EXCERPTED RECORDS:

Start of Block

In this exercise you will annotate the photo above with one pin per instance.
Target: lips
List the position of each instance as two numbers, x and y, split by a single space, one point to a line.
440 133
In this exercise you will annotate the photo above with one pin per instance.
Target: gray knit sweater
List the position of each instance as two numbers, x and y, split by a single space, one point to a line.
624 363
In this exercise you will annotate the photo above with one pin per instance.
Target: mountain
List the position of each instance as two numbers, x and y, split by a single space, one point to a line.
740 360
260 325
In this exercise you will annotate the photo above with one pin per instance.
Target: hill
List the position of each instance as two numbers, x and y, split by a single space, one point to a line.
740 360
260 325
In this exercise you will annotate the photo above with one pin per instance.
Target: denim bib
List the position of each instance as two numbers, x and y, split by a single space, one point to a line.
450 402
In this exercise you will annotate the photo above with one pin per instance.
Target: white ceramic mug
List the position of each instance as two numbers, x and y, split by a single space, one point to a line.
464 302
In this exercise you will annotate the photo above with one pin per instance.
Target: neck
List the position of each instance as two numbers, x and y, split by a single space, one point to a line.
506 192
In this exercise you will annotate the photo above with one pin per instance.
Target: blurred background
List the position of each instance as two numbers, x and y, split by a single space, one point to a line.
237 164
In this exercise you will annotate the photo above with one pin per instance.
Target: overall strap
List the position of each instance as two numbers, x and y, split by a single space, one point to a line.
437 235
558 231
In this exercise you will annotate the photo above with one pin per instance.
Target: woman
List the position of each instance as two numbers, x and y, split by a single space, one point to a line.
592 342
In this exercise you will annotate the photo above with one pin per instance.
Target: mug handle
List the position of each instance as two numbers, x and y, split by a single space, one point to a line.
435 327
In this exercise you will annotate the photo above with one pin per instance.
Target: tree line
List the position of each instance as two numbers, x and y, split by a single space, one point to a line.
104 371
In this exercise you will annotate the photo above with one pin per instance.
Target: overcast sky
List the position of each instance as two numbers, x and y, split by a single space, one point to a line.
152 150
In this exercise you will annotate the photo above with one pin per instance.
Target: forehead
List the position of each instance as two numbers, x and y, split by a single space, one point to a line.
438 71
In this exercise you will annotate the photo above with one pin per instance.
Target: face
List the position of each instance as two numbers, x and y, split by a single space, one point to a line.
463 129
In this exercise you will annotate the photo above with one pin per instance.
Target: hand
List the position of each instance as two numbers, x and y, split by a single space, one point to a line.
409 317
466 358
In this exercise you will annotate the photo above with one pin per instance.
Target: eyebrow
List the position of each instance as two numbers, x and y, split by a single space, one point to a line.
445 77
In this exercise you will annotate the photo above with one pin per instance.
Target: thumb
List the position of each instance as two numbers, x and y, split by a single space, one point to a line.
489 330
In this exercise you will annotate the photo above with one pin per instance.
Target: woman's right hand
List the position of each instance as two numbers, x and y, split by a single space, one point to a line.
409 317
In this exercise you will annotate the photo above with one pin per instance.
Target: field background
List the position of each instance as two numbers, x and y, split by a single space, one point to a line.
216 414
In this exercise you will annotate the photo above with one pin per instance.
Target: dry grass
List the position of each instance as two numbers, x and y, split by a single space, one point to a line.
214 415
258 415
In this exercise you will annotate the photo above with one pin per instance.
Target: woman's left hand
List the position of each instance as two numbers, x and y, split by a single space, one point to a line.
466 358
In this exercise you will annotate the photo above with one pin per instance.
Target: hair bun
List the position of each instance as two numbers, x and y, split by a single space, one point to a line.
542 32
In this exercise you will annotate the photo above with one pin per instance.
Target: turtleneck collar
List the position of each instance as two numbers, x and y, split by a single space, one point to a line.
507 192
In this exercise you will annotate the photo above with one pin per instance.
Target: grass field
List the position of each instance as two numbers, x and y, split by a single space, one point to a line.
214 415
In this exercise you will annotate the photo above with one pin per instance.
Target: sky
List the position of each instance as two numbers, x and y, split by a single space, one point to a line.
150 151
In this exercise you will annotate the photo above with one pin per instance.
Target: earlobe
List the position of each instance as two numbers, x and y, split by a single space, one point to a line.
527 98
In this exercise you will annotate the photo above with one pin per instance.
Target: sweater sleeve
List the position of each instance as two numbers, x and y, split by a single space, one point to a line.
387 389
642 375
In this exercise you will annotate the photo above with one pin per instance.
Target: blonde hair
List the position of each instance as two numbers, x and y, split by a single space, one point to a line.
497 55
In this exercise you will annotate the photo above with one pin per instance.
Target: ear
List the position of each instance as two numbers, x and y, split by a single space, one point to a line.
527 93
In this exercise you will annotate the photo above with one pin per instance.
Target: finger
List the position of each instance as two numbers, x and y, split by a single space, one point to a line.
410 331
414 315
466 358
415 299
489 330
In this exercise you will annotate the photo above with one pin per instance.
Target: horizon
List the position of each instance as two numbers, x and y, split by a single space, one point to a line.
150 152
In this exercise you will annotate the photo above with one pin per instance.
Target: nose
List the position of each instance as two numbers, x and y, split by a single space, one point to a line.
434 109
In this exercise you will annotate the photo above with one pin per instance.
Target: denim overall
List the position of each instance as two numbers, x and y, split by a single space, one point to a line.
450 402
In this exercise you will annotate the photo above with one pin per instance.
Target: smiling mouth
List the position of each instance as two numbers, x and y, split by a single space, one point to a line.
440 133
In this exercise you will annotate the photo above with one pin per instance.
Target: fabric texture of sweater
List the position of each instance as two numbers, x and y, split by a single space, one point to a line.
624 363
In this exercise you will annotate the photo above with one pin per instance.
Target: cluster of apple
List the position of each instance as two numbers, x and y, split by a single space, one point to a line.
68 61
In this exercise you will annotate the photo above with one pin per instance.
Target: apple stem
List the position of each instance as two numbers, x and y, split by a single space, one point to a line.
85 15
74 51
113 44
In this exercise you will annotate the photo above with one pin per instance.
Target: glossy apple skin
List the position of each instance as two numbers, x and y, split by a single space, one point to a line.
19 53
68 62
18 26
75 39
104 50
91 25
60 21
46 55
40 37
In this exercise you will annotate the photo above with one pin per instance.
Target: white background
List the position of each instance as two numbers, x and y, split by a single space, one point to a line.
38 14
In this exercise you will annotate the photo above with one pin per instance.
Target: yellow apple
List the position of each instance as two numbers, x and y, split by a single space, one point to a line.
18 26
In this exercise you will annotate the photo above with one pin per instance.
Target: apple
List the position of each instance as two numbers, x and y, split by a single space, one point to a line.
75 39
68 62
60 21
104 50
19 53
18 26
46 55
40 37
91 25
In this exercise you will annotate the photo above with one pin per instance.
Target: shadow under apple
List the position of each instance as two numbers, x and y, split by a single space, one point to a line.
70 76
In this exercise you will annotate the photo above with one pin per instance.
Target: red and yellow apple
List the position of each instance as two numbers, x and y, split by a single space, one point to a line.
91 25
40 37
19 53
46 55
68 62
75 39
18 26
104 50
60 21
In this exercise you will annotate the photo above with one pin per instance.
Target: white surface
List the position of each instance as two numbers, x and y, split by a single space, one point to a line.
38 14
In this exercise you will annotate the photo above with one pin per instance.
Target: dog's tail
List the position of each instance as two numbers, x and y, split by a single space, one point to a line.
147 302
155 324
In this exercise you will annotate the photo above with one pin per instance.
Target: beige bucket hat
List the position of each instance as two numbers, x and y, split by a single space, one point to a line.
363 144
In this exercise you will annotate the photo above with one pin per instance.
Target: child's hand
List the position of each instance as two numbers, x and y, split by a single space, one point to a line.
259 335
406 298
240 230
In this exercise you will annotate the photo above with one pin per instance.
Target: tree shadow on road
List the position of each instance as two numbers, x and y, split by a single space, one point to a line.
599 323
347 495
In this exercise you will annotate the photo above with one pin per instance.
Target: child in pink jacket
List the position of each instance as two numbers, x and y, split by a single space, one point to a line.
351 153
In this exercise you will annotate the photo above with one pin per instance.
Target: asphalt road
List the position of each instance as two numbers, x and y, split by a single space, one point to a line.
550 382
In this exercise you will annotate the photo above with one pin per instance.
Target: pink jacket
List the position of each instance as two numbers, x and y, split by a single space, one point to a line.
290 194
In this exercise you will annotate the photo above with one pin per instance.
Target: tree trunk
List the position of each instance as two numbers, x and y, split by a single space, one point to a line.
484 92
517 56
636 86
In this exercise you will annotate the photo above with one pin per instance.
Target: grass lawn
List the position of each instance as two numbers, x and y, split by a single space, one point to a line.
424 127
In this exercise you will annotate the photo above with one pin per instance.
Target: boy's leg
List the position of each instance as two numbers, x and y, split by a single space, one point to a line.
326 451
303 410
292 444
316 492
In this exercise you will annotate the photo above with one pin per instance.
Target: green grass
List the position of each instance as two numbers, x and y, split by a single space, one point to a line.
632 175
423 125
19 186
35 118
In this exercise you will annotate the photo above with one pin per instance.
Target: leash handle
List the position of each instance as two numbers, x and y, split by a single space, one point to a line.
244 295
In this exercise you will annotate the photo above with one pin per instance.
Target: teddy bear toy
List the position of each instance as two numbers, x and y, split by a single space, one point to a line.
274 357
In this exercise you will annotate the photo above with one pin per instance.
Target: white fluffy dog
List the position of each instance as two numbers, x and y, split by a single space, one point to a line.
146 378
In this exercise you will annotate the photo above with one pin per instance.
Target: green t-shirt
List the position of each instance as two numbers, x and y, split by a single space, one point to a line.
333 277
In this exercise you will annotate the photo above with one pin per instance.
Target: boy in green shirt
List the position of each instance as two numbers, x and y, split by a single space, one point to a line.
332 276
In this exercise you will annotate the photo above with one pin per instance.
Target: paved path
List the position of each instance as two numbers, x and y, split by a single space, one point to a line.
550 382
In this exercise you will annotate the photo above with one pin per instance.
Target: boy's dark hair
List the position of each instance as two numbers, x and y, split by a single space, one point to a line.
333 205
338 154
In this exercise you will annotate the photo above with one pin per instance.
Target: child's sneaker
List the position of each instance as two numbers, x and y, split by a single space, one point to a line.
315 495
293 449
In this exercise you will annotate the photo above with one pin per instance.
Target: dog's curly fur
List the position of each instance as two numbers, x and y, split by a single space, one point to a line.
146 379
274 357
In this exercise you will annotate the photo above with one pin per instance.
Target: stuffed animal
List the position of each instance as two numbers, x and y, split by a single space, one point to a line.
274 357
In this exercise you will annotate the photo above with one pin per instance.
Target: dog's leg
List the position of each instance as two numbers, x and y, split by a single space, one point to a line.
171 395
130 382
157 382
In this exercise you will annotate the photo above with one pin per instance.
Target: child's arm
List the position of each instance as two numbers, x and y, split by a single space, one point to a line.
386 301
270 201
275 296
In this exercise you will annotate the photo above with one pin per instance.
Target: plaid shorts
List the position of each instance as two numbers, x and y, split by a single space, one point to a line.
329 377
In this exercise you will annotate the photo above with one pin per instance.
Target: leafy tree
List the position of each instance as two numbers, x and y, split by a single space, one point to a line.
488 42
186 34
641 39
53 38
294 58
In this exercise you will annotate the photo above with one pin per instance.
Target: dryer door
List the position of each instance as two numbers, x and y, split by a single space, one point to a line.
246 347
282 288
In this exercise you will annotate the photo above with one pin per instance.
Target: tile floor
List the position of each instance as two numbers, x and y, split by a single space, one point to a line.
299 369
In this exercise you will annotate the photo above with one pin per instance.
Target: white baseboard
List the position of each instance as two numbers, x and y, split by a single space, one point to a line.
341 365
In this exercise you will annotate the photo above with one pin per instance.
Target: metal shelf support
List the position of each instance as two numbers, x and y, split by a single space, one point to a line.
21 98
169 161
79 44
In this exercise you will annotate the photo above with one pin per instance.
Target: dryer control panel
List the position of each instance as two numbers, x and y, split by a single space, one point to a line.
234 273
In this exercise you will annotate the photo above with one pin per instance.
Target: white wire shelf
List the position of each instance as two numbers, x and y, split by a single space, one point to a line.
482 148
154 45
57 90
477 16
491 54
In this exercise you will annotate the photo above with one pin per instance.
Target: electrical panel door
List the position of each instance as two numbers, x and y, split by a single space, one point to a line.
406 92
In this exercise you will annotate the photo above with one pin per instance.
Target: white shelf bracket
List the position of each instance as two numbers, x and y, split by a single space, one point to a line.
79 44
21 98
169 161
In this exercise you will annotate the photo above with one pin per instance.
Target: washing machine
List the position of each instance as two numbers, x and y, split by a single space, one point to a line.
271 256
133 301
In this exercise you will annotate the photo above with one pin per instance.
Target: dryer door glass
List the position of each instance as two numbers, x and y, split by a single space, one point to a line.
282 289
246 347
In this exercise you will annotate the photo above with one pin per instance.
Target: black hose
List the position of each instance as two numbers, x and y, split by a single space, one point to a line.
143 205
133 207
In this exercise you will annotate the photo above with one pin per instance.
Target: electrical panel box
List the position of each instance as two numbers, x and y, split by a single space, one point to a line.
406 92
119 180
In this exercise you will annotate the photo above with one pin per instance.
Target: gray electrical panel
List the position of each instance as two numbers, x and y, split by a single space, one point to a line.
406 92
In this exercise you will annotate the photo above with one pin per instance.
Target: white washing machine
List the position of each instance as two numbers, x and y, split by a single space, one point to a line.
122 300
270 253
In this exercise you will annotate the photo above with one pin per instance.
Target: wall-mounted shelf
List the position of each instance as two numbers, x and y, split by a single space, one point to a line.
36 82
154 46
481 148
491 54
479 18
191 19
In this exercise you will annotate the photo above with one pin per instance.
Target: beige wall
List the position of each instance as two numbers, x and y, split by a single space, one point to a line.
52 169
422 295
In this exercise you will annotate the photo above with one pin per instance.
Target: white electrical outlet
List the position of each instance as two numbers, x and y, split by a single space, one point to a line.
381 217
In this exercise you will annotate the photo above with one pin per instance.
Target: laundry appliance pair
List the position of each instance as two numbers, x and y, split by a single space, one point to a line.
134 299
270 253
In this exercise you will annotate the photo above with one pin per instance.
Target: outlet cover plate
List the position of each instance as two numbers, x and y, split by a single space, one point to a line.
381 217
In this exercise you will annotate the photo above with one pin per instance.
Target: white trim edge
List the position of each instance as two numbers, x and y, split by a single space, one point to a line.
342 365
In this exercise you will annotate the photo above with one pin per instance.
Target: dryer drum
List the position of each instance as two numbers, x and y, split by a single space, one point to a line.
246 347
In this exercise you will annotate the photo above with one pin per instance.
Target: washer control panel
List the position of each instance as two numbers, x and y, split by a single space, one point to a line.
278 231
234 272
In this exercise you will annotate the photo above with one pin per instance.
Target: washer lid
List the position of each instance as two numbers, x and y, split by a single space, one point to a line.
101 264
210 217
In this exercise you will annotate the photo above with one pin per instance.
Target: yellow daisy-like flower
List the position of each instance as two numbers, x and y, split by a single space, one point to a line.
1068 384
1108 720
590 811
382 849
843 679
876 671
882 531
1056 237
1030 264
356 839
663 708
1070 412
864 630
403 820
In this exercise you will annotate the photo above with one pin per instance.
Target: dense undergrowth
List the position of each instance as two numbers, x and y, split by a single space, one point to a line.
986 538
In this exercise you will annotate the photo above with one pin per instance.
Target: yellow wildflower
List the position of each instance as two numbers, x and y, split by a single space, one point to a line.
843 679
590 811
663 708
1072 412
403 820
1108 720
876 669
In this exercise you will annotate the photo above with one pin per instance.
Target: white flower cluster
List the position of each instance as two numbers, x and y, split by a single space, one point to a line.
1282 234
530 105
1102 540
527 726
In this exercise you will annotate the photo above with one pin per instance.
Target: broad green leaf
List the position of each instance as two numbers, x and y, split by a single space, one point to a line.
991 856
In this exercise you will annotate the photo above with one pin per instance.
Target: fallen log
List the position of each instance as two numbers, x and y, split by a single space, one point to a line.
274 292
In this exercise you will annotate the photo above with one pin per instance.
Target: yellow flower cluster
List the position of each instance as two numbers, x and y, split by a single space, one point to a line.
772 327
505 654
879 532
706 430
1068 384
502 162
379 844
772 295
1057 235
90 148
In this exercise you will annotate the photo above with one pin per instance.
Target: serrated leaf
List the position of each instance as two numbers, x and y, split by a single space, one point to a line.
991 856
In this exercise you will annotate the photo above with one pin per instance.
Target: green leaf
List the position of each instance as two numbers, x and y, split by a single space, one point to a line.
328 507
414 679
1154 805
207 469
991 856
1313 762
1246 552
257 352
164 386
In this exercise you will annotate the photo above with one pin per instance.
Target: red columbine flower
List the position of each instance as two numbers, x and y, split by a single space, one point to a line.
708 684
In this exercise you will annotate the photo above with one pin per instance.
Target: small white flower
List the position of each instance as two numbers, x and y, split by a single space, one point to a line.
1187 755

End of Block

TASK GOAL:
All lines above in which the word "handle" occurs should be identified and copied.

RESULT FOR THIS TASK:
Target: mug handle
Target: leash handle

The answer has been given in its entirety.